• **WHAT THE TASK ASKS**:
Your reply should contain every record, restated word for word.

• **Records from a data source**:
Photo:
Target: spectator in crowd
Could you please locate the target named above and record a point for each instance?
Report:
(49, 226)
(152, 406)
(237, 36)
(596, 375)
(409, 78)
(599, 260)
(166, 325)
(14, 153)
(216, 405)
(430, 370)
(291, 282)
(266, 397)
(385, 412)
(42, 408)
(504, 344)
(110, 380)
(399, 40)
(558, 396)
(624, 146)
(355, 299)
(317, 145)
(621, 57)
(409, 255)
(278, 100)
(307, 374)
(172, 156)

• **RESULT FOR THIS TASK**:
Photo:
Target: spectator in crowd
Could you please locate the target named above and record a point for each instance?
Report:
(49, 226)
(152, 406)
(237, 36)
(596, 375)
(409, 78)
(599, 260)
(166, 325)
(14, 153)
(216, 405)
(430, 370)
(291, 282)
(266, 397)
(385, 412)
(42, 408)
(504, 344)
(110, 380)
(399, 40)
(558, 396)
(624, 146)
(355, 299)
(317, 145)
(621, 57)
(409, 255)
(278, 100)
(307, 374)
(172, 156)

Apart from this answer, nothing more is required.